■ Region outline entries
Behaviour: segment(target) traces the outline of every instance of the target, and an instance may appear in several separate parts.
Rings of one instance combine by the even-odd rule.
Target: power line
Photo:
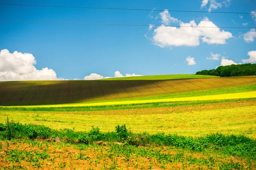
[[[165,27],[191,27],[191,28],[245,28],[245,29],[256,29],[256,27],[211,27],[211,26],[165,26],[143,25],[143,24],[122,24],[103,23],[69,23],[64,22],[48,22],[48,21],[22,21],[17,20],[0,20],[0,22],[13,22],[19,23],[44,23],[49,24],[80,24],[80,25],[93,25],[99,26],[157,26]]]
[[[80,8],[86,9],[111,9],[117,10],[130,10],[130,11],[165,11],[166,10],[161,9],[137,9],[131,8],[103,8],[103,7],[90,7],[87,6],[49,6],[46,5],[29,5],[21,4],[10,4],[10,3],[0,3],[1,5],[15,6],[41,6],[44,7],[55,7],[55,8]],[[206,13],[220,13],[220,14],[256,14],[254,12],[217,12],[217,11],[182,11],[182,10],[169,10],[171,12],[199,12]]]

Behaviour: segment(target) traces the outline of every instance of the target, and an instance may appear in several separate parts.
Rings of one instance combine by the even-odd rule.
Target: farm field
[[[108,79],[101,79],[101,80],[166,80],[172,79],[198,79],[201,78],[216,78],[218,76],[207,76],[195,74],[171,74],[171,75],[157,75],[155,76],[134,76],[131,77],[123,77],[110,78]]]
[[[123,110],[100,110],[99,108],[97,111],[87,111],[76,110],[76,108],[72,111],[7,110],[1,111],[0,122],[4,123],[8,115],[15,122],[43,125],[55,129],[88,131],[93,126],[106,132],[114,131],[117,125],[125,124],[132,131],[139,133],[165,132],[198,136],[218,132],[255,139],[256,102],[254,98],[224,102],[220,100],[215,103],[191,103],[172,107],[164,105],[150,108],[142,105],[142,108],[129,107],[125,109],[124,106]]]
[[[256,80],[256,76],[249,76],[164,80],[4,82],[0,82],[0,96],[4,96],[0,98],[0,105],[56,105],[126,98],[134,100],[134,97],[147,96],[154,99],[150,97],[255,85]]]
[[[0,167],[256,168],[256,76],[0,85]]]

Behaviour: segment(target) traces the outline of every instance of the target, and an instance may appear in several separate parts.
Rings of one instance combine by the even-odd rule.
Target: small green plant
[[[6,117],[6,126],[7,129],[7,138],[8,139],[10,140],[12,137],[12,129],[11,128],[11,126],[10,125],[10,122],[9,121],[9,118],[8,118],[8,116],[7,116]]]
[[[130,135],[131,133],[126,128],[125,124],[122,125],[121,126],[118,125],[116,126],[116,133],[117,133],[119,140],[121,142],[124,142]]]

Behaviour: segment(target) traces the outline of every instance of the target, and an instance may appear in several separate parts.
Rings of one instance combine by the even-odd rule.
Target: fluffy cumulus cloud
[[[244,62],[256,63],[256,51],[252,51],[248,52],[249,58],[248,59],[242,60]]]
[[[131,77],[134,76],[142,76],[142,75],[133,74],[125,74],[125,76],[123,76],[121,74],[120,71],[116,71],[114,73],[114,77]],[[96,73],[92,73],[89,76],[86,76],[84,77],[84,79],[86,80],[93,80],[99,79],[108,79],[109,78],[112,78],[112,77],[104,77],[100,74],[98,74]]]
[[[170,13],[167,9],[166,9],[163,12],[159,14],[162,20],[162,23],[166,25],[168,25],[171,23],[175,23],[178,22],[178,19],[171,17]]]
[[[201,5],[201,8],[203,8],[206,6],[208,3],[208,0],[203,0],[202,1],[202,4]]]
[[[154,27],[154,25],[153,25],[152,24],[149,24],[149,27],[148,27],[148,30],[151,30],[153,27]]]
[[[247,43],[254,41],[254,38],[256,38],[256,31],[254,28],[251,29],[244,34],[244,40]]]
[[[221,55],[219,54],[213,54],[211,53],[211,57],[207,57],[207,60],[218,60],[219,58],[221,56]]]
[[[231,60],[225,59],[223,59],[221,60],[221,66],[225,66],[226,65],[232,65],[232,64],[236,65],[238,64]]]
[[[256,10],[251,11],[251,13],[253,13],[251,14],[252,17],[256,22]]]
[[[154,43],[162,48],[182,45],[196,46],[200,45],[200,40],[201,39],[204,42],[208,44],[223,44],[226,43],[227,40],[233,37],[231,33],[221,30],[207,17],[204,18],[198,25],[194,20],[192,20],[189,23],[180,22],[180,26],[181,27],[179,28],[157,27],[154,31],[152,38]],[[196,26],[199,27],[193,27]]]
[[[93,80],[104,78],[104,76],[103,76],[96,74],[96,73],[92,73],[89,76],[86,76],[84,77],[84,79],[86,80]]]
[[[189,56],[186,59],[187,63],[187,64],[189,65],[195,65],[196,62],[195,61],[195,58],[191,57]]]
[[[31,54],[7,49],[0,51],[0,81],[63,79],[57,78],[55,71],[47,68],[38,70],[36,61]]]
[[[228,7],[230,4],[231,0],[224,0],[220,2],[218,2],[216,0],[203,0],[201,4],[201,8],[206,7],[207,4],[209,4],[208,11],[211,12],[213,9],[217,9],[218,8],[222,7],[222,4],[224,4],[226,7]]]

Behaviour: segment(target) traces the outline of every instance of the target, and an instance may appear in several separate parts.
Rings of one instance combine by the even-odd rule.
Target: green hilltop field
[[[195,74],[171,74],[157,75],[154,76],[135,76],[131,77],[111,78],[101,79],[102,80],[166,80],[181,79],[198,79],[201,78],[219,77],[218,76]]]
[[[256,76],[0,82],[0,167],[255,169],[255,96]]]
[[[159,79],[163,79],[163,76]],[[198,75],[196,79],[183,79],[187,76],[174,75],[173,79],[162,80],[143,79],[145,77],[139,76],[136,78],[143,79],[3,82],[0,82],[0,96],[4,97],[0,98],[0,105],[57,105],[124,99],[134,100],[134,98],[144,97],[150,99],[159,95],[245,86],[253,84],[256,79],[256,76],[199,78]],[[214,94],[216,94],[207,95]],[[201,96],[204,95],[206,94]],[[179,97],[178,95],[176,96]]]

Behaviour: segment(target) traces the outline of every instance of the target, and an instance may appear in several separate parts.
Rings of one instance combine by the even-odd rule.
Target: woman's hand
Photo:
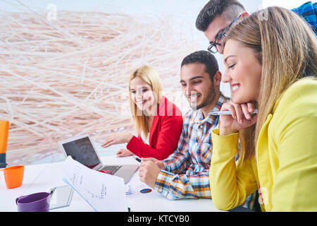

■ WORK TO BE COMPLETED
Write out all of the data above word for word, leaving out the pictures.

■ OUTPUT FOR THIS TASK
Behaviour: segment(target) traces the outline of every instance of the target, and an instance may appear in several separate parts.
Rings of one instance combine by the even-odd rule.
Target: power line
Photo:
[[[165,27],[191,27],[191,28],[245,28],[245,29],[256,29],[256,27],[211,27],[211,26],[165,26],[143,25],[143,24],[122,24],[103,23],[69,23],[64,22],[48,22],[48,21],[22,21],[17,20],[0,20],[0,22],[13,22],[19,23],[44,23],[49,24],[80,24],[80,25],[93,25],[99,26],[157,26]]]
[[[80,8],[86,9],[111,9],[117,10],[130,10],[130,11],[165,11],[166,10],[161,9],[137,9],[131,8],[103,8],[103,7],[90,7],[87,6],[49,6],[46,5],[29,5],[21,4],[10,4],[10,3],[0,3],[1,5],[15,6],[41,6],[44,7],[55,7],[55,8]],[[206,13],[220,13],[220,14],[256,14],[254,12],[217,12],[217,11],[182,11],[182,10],[169,10],[171,12],[199,12]]]

Behaviour: segment(target) traces the outline of every instance of the target, and an instance may appear in several separate parts.
Rings of one instance combine by the even-odd rule.
Target: farm field
[[[108,79],[101,79],[101,80],[166,80],[172,79],[198,79],[201,78],[216,78],[218,76],[207,76],[195,74],[171,74],[171,75],[157,75],[155,76],[134,76],[131,77],[123,77],[110,78]]]
[[[123,110],[100,110],[99,108],[97,111],[87,111],[76,110],[76,108],[72,111],[7,110],[1,111],[0,122],[4,123],[8,115],[15,122],[43,125],[55,129],[88,131],[93,126],[106,132],[114,131],[117,125],[125,124],[132,131],[139,133],[165,132],[198,136],[218,132],[255,139],[256,102],[254,98],[224,102],[220,100],[215,103],[191,103],[172,107],[164,105],[150,108],[142,105],[142,108],[129,107],[125,109],[124,106]]]
[[[256,80],[256,76],[249,76],[164,80],[4,82],[0,82],[0,96],[4,96],[0,98],[0,105],[56,105],[126,98],[134,100],[134,97],[147,96],[154,99],[150,97],[255,85]]]
[[[0,167],[256,168],[256,76],[0,85]]]

Behaviour: segment(target) traces the outline of every instance of the target, and an instance may appear in several separate parts.
Rings of one instance combine by the even-odd rule.
Target: small green plant
[[[6,117],[6,126],[7,129],[7,138],[8,139],[10,140],[12,137],[12,129],[11,128],[11,126],[10,125],[10,122],[9,121],[9,118],[8,118],[8,116],[7,116]]]
[[[130,135],[131,133],[126,128],[125,124],[122,125],[121,126],[118,125],[116,126],[116,133],[117,133],[119,140],[121,142],[124,142]]]

Behaviour: segment(target) traces the outline of every instance of the target, and an instance may appear in several separate parts.
Rings of one instance combine by the even-odd rule.
Target: fluffy cumulus cloud
[[[244,62],[256,63],[256,51],[252,51],[248,52],[249,58],[248,59],[242,60]]]
[[[131,77],[134,76],[142,76],[142,75],[133,74],[125,74],[125,76],[123,76],[121,74],[120,71],[116,71],[114,73],[114,77]],[[96,73],[92,73],[89,76],[86,76],[84,77],[84,79],[86,80],[93,80],[99,79],[108,79],[109,78],[112,78],[112,77],[104,77],[100,74],[98,74]]]
[[[170,13],[167,9],[166,9],[163,12],[159,14],[162,20],[162,23],[166,25],[168,25],[171,23],[175,23],[178,22],[178,19],[171,17]]]
[[[201,5],[201,8],[203,8],[206,6],[208,3],[208,0],[203,0],[202,1],[202,4]]]
[[[154,27],[154,25],[153,25],[152,24],[149,24],[149,27],[148,27],[148,30],[151,30],[153,27]]]
[[[247,43],[254,41],[254,38],[256,38],[256,31],[254,28],[251,29],[244,34],[244,40]]]
[[[221,55],[219,54],[213,54],[211,53],[211,57],[207,57],[207,60],[218,60],[219,58],[221,56]]]
[[[231,60],[225,59],[223,59],[221,60],[221,66],[225,66],[226,65],[232,65],[232,64],[236,65],[238,64]]]
[[[256,10],[251,11],[251,13],[253,13],[251,14],[252,17],[256,22]]]
[[[154,43],[162,48],[182,45],[196,46],[200,45],[200,40],[201,39],[204,42],[208,44],[223,44],[226,43],[227,40],[233,37],[231,33],[221,30],[207,17],[204,18],[198,25],[194,20],[192,20],[189,23],[180,22],[180,26],[181,27],[179,28],[157,27],[154,31],[152,38]],[[196,26],[199,27],[193,27]]]
[[[93,80],[104,78],[104,76],[103,76],[96,74],[96,73],[92,73],[89,76],[86,76],[84,77],[84,79],[86,80]]]
[[[189,56],[186,59],[187,63],[187,64],[189,65],[195,65],[196,62],[195,61],[195,58],[191,57]]]
[[[31,54],[7,49],[0,51],[0,81],[63,79],[57,78],[55,71],[47,68],[38,70],[36,61]]]
[[[228,7],[230,4],[231,0],[224,0],[220,2],[218,2],[216,0],[203,0],[201,4],[201,8],[206,7],[207,4],[209,4],[208,11],[211,12],[213,9],[217,9],[218,8],[222,7],[222,4],[224,4],[226,7]]]

Behaviour: segment(target) traces the outline of every instance of the target, and an instance may appear in several separate parts.
Rings of one instance combine by the even-odd rule.
Target: green hilltop field
[[[195,74],[171,74],[157,75],[154,76],[135,76],[131,77],[111,78],[101,79],[102,80],[166,80],[181,79],[198,79],[201,78],[219,77],[218,76]]]
[[[256,76],[0,82],[0,167],[255,169],[255,96]]]
[[[159,79],[163,79],[163,76]],[[198,75],[196,79],[183,79],[187,76],[174,75],[173,79],[162,80],[143,79],[145,77],[139,76],[136,78],[143,79],[3,82],[0,82],[0,96],[4,97],[0,98],[0,105],[57,105],[124,99],[134,100],[134,98],[144,97],[150,99],[159,95],[245,86],[253,84],[256,79],[256,76],[199,78]],[[214,94],[216,94],[207,95]],[[201,96],[204,95],[206,94]],[[179,97],[178,95],[176,96]]]

Behaviour: segment(target) traces the outline of every instance of the target, and an instance may appear in several separate parts.
Rings of one instance combine by the even-odd rule.
Target: woman's hand
Photo:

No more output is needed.